■ THE TASK ■
Locate each line in the rows below that contains the word "instance" and copy it. Case counts.

■ PROVIDED MATERIAL ■
════════
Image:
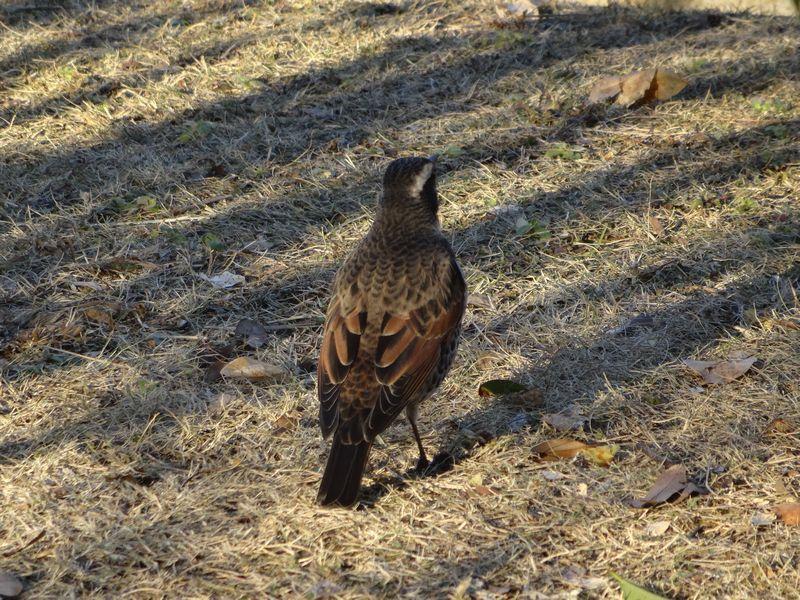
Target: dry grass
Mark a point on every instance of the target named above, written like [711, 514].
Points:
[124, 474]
════════
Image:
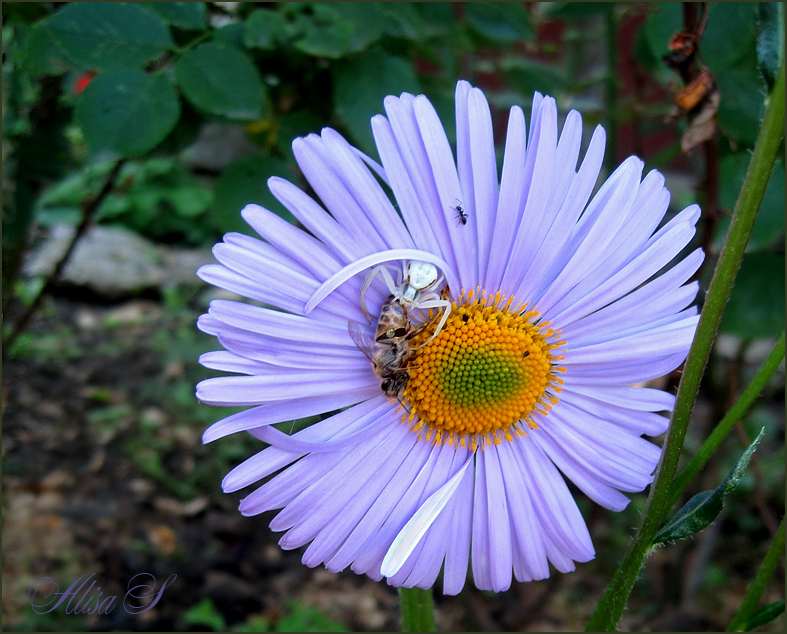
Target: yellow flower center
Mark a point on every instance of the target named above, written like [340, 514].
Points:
════════
■ REPLY ■
Mark a point on every instance of the target named above, written like [711, 514].
Mark a point on every instance of the target named above, written like [340, 514].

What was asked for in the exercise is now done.